Copy the data below word for word, keeping every line, number, and bracket unchanged.

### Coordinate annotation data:
[BEGIN]
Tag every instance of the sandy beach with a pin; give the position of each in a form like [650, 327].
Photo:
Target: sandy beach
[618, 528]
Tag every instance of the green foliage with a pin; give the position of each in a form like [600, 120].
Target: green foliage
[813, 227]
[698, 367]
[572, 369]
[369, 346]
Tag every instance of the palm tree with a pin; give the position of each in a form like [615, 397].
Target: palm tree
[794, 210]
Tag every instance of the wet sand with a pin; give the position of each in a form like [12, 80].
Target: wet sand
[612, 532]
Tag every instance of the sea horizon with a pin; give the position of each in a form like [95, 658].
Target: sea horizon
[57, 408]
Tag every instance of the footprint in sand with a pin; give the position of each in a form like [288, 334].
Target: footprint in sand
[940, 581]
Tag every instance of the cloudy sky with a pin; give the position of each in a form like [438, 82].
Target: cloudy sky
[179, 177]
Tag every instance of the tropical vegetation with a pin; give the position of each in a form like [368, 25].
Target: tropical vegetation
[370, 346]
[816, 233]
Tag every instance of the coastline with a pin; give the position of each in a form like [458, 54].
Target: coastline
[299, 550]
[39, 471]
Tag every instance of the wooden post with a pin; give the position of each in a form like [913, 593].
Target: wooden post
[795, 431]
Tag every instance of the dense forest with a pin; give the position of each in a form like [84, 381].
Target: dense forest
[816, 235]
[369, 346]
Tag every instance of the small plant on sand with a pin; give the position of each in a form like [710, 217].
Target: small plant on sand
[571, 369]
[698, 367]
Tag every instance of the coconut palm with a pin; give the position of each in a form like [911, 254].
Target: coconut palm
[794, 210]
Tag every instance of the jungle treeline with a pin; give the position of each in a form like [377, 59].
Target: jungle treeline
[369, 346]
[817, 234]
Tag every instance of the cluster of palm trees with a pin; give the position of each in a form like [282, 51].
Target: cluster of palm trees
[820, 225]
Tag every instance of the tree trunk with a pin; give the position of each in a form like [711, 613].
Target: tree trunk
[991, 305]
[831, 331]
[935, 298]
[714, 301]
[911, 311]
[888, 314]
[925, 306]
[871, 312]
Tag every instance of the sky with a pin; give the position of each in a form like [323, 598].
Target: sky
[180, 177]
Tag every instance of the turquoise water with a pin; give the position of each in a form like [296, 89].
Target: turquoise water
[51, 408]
[END]
### RESULT:
Tag every instance of the sandy beach with a pin; give the position of each in a form like [650, 327].
Photo:
Target: sandy beach
[618, 528]
Tag every instance of the green foliage with a pin; give the position of each in a form like [600, 120].
Target: green foliage
[813, 227]
[698, 367]
[572, 369]
[369, 346]
Tag every instance of the palm tree with a pin; give the position of each in a form like [615, 397].
Target: palm tree
[794, 210]
Tag every instance of the wet sand with a pin; give the position of each in a form like [12, 80].
Target: wet sand
[612, 532]
Tag every instance of the sea horizon with a pin; give the position of each in a form like [95, 658].
Target: sea horizon
[57, 408]
Tag every instance of the footprint in sand with a pin; give the position of each in a form like [288, 334].
Target: footprint in sand
[940, 581]
Tag every instance of the cloudy sky with a pin; give the position of each in a form like [438, 82].
Target: cloudy sky
[179, 177]
Tag every instance of the tropical vegetation with a pin; give the position of each in a form like [368, 25].
Target: tropical vegetation
[370, 346]
[816, 233]
Tag every instance of the coastline with a pin; give the position of each in a form like [458, 54].
Target: coastline
[299, 550]
[39, 471]
Tag every instance of the wooden post with a pin; give the position of each in a form like [913, 593].
Target: wooden post
[795, 431]
Tag every instance of the dense forest with a pin; give the position of each in a form like [84, 381].
Target: dense forest
[816, 235]
[369, 346]
Tag every instance of the small plant on sand with a pin; give the position of each in a form like [710, 217].
Target: small plant on sand
[571, 369]
[698, 367]
Tag every instance of the coconut palm with a pin; give the position of each in a form like [911, 254].
Target: coconut palm
[794, 210]
Tag every instance of the jungle treeline with a pin; give the position of each in a form like [377, 59].
Target: jungle treeline
[369, 346]
[817, 234]
Tag every instance of the cluster of palm trees with a pin; give the position of each in a form like [282, 51].
Target: cluster of palm trees
[820, 225]
Tag every instance of the tree trunk with a pin; give the position of each in a form like [711, 613].
Target: tree trunk
[991, 305]
[831, 331]
[935, 298]
[714, 301]
[911, 311]
[888, 314]
[925, 306]
[871, 312]
Tag every instance of the sky with a pin; give the position of each in a form like [323, 598].
Target: sky
[180, 177]
Tag every instance of the turquoise water with a pin; give the position of each in a form like [296, 89].
Target: turquoise water
[51, 408]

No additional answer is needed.